Quote the Dukes Meadows text below verbatim, beginning at the words "This they say" and ending after "any permanent change’.".

* **Excerpt to read**
==*==

This they say removes ‘a dangerous pinch-point where pedestrians and cyclists often come into conflict with vehicles in a narrow space with limited visibility. It is hoped this would provide a safer and more pleasant environment for those using and travelling through the park by foot or by bike. The trial would be in place for a minimum of six months and reviewed before determining whether or not to make any permanent change’.
The closure of the road at the railway bridge is part of the ‘Dukes Meadows Master Plan’. The Council published details yesterday:
‘The implementation of Dukes Meadows masterplan focusing on improving the public realm and encouraging safe cycling and pedestrian use has continued over recent weeks, with workers onsite adhering to government guidance on social distancing. Verges have been tidied up, overhanging vegetation cut back, drainage improved and over 5.5km of yellow lines have been painted to make it clear where parking is or isn’t permitted.
‘Further work starting this week will include the installation of ’bodpave’ – permeable hardstanding which allows grass to grow through it – parking bays on the northern side of the promenade. These will be fenced off for a number of weeks to allow the grass seed to grow through. Additional facilities for cycle parking are also being explored.
‘This new approach to parking will help in regulating the inconsiderate vehicle use on site and will start being enforced this month. Charging for the remaining parking at the weekends will start later in the summer’.
Dukes Meadows Masterplan
The Dukes Meadows masterplan has attracted considerable external funding since consultation and planning consent was given in February 2018. Over £1m has been secured for the development of a pedestrian bridge that will further increase the opportunities for pedestrians and cyclists to use the site.

==*==

Point-per-instance localization data

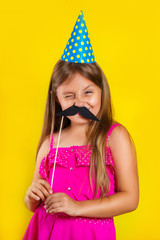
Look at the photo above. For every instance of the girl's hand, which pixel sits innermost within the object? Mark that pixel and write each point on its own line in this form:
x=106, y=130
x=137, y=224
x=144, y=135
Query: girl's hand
x=39, y=189
x=61, y=202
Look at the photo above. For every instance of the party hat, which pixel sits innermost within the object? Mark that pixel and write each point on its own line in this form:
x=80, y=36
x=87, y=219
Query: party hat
x=78, y=48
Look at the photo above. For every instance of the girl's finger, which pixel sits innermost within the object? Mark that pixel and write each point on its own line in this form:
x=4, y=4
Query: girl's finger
x=43, y=190
x=33, y=196
x=53, y=206
x=38, y=193
x=46, y=185
x=56, y=210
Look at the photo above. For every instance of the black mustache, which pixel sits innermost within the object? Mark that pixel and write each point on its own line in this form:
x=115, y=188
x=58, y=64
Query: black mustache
x=74, y=110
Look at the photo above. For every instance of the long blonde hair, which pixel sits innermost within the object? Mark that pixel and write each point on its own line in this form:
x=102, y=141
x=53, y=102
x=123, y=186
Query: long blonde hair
x=96, y=131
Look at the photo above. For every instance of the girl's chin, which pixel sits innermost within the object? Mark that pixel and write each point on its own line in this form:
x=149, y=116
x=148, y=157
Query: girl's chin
x=78, y=118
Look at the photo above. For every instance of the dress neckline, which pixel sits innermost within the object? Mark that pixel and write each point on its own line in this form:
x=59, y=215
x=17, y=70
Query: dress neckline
x=73, y=146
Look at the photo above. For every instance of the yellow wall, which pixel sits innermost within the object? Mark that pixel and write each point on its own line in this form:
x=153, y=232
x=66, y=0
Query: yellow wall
x=125, y=39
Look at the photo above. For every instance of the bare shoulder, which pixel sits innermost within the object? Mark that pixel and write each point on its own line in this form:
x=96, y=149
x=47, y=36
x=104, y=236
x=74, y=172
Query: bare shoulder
x=125, y=162
x=119, y=133
x=43, y=151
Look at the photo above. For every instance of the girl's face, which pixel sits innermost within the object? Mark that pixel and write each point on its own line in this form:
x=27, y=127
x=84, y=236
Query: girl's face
x=81, y=92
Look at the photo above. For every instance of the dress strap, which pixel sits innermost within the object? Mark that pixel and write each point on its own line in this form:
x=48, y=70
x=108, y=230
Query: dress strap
x=110, y=130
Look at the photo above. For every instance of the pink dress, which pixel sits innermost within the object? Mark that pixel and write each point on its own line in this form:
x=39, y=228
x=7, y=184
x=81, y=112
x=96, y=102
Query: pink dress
x=72, y=177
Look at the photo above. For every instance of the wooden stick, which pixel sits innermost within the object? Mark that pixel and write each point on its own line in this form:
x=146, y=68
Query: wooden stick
x=56, y=151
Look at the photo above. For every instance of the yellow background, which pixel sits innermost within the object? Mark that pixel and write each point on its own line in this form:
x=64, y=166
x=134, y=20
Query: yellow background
x=125, y=39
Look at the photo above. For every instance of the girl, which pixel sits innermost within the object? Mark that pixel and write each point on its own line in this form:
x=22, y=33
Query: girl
x=96, y=175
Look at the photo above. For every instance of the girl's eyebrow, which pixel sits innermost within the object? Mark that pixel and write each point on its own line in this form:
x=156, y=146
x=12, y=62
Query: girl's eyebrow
x=83, y=89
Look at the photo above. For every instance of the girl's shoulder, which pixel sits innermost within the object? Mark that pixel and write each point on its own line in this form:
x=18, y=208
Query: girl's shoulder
x=116, y=130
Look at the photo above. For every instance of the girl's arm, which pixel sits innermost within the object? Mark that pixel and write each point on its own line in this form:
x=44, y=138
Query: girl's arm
x=126, y=198
x=39, y=185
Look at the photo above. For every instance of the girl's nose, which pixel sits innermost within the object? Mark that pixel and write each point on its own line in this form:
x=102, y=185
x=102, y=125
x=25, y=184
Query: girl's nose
x=79, y=102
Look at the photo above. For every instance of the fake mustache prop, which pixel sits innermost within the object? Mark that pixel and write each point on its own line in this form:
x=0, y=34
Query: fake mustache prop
x=83, y=111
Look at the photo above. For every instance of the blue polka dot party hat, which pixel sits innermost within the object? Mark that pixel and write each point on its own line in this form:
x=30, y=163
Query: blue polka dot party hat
x=78, y=48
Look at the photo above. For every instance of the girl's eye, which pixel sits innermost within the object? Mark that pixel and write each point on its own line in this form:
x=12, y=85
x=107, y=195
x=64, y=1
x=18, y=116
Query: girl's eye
x=72, y=95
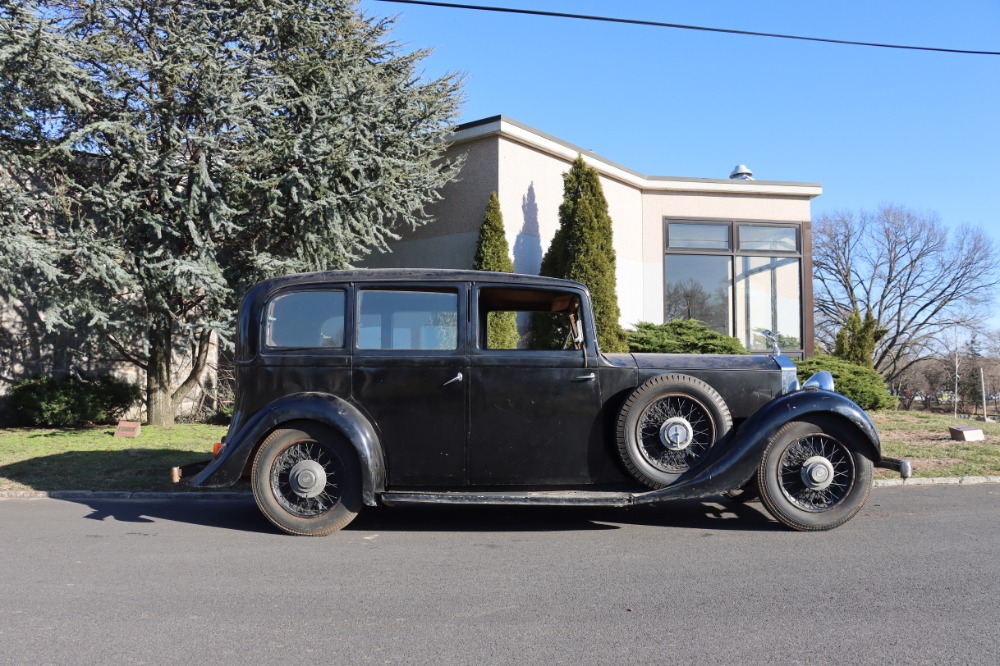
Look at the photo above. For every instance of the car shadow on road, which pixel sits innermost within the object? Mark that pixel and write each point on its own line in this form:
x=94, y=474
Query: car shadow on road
x=242, y=515
x=715, y=514
x=233, y=514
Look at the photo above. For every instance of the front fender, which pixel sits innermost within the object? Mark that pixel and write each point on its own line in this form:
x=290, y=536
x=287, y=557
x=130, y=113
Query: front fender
x=736, y=458
x=228, y=467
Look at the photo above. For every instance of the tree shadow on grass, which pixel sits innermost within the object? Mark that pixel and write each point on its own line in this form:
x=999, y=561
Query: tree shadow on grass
x=129, y=470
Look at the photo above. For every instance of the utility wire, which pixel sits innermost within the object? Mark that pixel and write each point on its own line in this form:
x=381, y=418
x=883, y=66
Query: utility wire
x=680, y=26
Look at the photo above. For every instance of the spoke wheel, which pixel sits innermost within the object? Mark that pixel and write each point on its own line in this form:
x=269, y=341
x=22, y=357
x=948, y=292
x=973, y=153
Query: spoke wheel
x=667, y=427
x=815, y=475
x=306, y=480
x=674, y=433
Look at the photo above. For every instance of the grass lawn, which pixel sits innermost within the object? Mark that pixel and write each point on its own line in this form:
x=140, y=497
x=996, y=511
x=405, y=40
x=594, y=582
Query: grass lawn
x=92, y=459
x=923, y=438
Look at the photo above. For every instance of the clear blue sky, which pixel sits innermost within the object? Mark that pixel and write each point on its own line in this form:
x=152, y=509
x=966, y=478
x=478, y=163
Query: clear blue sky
x=871, y=125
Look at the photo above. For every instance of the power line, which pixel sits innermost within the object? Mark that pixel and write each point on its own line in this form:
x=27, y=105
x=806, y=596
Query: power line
x=680, y=26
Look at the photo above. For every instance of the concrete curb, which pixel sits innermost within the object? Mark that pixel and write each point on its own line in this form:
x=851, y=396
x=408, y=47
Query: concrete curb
x=937, y=481
x=230, y=496
x=124, y=495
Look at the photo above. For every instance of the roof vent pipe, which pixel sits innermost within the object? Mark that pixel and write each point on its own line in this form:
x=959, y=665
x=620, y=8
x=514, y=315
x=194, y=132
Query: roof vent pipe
x=741, y=172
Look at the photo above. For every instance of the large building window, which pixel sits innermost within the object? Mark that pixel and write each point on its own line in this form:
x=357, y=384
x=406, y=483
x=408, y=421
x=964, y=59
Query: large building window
x=740, y=278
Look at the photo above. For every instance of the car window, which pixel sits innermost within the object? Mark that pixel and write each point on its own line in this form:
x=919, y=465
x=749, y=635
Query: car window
x=416, y=320
x=306, y=319
x=529, y=319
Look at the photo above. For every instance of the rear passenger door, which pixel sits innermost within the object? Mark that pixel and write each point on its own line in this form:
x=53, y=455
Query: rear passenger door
x=411, y=377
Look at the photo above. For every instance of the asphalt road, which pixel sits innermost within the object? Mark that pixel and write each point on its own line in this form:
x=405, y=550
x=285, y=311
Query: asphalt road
x=912, y=579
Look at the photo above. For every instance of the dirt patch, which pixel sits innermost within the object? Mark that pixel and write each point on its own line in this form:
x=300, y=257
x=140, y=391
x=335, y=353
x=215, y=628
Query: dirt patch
x=929, y=464
x=930, y=438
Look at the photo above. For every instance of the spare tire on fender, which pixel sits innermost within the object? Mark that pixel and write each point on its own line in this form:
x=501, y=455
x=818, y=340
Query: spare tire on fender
x=667, y=426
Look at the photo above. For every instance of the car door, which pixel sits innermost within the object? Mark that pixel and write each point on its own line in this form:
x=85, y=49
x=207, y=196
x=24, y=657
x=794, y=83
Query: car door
x=534, y=410
x=410, y=377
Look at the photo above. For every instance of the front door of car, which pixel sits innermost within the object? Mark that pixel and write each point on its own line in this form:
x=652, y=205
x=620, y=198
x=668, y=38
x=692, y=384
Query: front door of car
x=534, y=412
x=411, y=378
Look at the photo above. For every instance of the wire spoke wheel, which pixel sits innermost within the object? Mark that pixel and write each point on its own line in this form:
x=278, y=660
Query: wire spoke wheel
x=306, y=479
x=817, y=473
x=674, y=433
x=668, y=426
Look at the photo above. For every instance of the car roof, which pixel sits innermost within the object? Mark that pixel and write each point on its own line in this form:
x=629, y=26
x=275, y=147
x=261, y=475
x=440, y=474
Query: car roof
x=417, y=275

==*==

* **The completed task**
This they say removes ‘a dangerous pinch-point where pedestrians and cyclists often come into conflict with vehicles in a narrow space with limited visibility. It is hoped this would provide a safer and more pleasant environment for those using and travelling through the park by foot or by bike. The trial would be in place for a minimum of six months and reviewed before determining whether or not to make any permanent change’.